DIRECTIONS>
From the first line to the last, give the records again exactly and skip the pictures.

STORED DATA>
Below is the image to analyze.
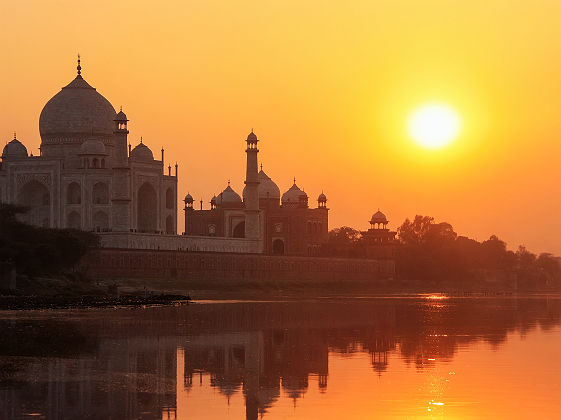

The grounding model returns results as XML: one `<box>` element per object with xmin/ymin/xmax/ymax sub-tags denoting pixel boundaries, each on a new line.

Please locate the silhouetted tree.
<box><xmin>394</xmin><ymin>215</ymin><xmax>559</xmax><ymax>289</ymax></box>
<box><xmin>0</xmin><ymin>204</ymin><xmax>99</xmax><ymax>277</ymax></box>
<box><xmin>396</xmin><ymin>216</ymin><xmax>460</xmax><ymax>283</ymax></box>
<box><xmin>321</xmin><ymin>227</ymin><xmax>366</xmax><ymax>258</ymax></box>
<box><xmin>537</xmin><ymin>253</ymin><xmax>559</xmax><ymax>276</ymax></box>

SOLUTION FOR THIS PROBLEM>
Below is the image to analyze.

The grounding model returns results as XML: one `<box>` element per object with xmin/ymin/xmax/ymax sub-tags denoting pixel boundaries, each on a new line.

Please locate the silhouetted tree.
<box><xmin>394</xmin><ymin>215</ymin><xmax>559</xmax><ymax>289</ymax></box>
<box><xmin>0</xmin><ymin>204</ymin><xmax>99</xmax><ymax>277</ymax></box>
<box><xmin>396</xmin><ymin>216</ymin><xmax>460</xmax><ymax>283</ymax></box>
<box><xmin>321</xmin><ymin>227</ymin><xmax>366</xmax><ymax>258</ymax></box>
<box><xmin>537</xmin><ymin>253</ymin><xmax>559</xmax><ymax>276</ymax></box>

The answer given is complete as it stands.